» AIM OF THE EXERCISE
Copy, from the material below, each line where "floor" shows up.

» THE RECORDS
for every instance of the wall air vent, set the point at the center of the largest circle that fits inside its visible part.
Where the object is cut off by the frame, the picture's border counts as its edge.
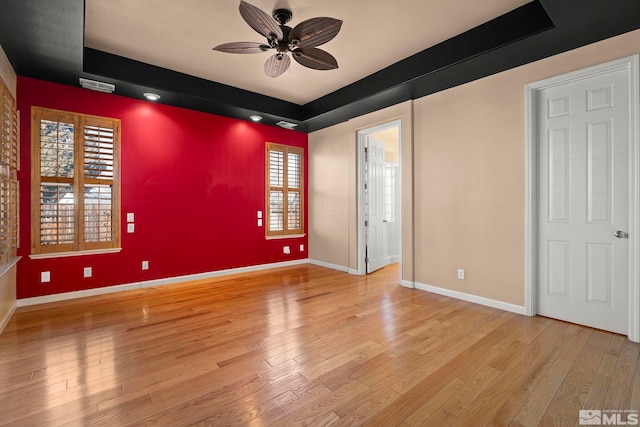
(286, 125)
(97, 86)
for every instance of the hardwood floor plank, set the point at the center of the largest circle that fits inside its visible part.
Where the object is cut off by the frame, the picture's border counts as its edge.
(303, 345)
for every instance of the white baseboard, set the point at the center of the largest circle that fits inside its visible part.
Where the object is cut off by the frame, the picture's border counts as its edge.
(408, 284)
(26, 302)
(472, 298)
(329, 265)
(5, 321)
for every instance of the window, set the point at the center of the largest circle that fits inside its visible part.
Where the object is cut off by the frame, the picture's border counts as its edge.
(76, 203)
(285, 190)
(9, 164)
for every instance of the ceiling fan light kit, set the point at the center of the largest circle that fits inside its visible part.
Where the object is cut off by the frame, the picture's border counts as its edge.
(300, 41)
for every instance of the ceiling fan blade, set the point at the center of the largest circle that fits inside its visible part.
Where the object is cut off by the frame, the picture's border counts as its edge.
(260, 21)
(315, 58)
(242, 47)
(314, 32)
(277, 64)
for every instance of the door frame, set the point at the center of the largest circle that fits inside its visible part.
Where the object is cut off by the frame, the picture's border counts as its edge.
(361, 139)
(631, 66)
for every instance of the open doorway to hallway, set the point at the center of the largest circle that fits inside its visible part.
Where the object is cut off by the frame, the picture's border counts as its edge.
(379, 197)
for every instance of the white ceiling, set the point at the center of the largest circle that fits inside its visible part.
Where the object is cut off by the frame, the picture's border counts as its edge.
(180, 35)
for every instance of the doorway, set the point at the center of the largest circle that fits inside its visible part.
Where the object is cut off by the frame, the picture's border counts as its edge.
(379, 197)
(582, 205)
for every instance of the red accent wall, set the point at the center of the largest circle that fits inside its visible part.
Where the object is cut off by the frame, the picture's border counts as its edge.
(194, 181)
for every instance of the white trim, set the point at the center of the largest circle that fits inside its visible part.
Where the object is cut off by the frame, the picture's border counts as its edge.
(329, 265)
(26, 302)
(632, 65)
(5, 321)
(75, 253)
(408, 284)
(501, 305)
(8, 266)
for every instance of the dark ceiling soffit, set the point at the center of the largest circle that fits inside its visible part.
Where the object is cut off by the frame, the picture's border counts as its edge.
(216, 98)
(595, 21)
(518, 24)
(43, 39)
(184, 90)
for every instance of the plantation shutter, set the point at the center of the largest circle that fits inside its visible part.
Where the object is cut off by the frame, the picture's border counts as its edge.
(285, 192)
(78, 200)
(9, 164)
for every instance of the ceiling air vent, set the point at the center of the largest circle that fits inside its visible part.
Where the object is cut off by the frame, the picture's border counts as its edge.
(286, 125)
(97, 86)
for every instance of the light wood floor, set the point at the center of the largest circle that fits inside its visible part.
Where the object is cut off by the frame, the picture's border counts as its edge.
(304, 346)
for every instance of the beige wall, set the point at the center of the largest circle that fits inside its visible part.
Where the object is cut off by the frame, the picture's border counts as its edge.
(333, 231)
(7, 74)
(468, 176)
(328, 196)
(7, 296)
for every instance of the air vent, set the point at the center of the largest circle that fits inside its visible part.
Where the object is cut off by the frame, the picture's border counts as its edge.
(287, 125)
(97, 86)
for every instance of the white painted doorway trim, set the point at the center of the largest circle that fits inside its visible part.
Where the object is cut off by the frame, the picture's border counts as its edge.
(631, 65)
(361, 139)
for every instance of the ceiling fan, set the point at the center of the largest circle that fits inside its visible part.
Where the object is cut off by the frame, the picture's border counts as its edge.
(300, 41)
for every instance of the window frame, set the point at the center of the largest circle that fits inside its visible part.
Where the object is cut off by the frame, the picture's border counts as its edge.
(78, 182)
(285, 189)
(9, 185)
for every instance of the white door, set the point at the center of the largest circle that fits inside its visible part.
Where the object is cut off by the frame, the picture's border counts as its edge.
(583, 137)
(375, 247)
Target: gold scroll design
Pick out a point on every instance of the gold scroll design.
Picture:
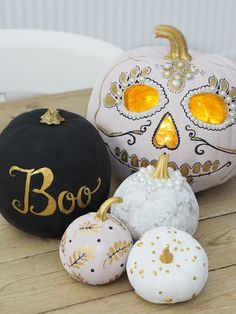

» REPLY TO THE EXERCISE
for every instance of the hardwood floor plank, set the point at the center of the largest circle that fits inside its visible part.
for every instance of the light wood floor, set the point at the center of the largest circle that fits inside its visible part.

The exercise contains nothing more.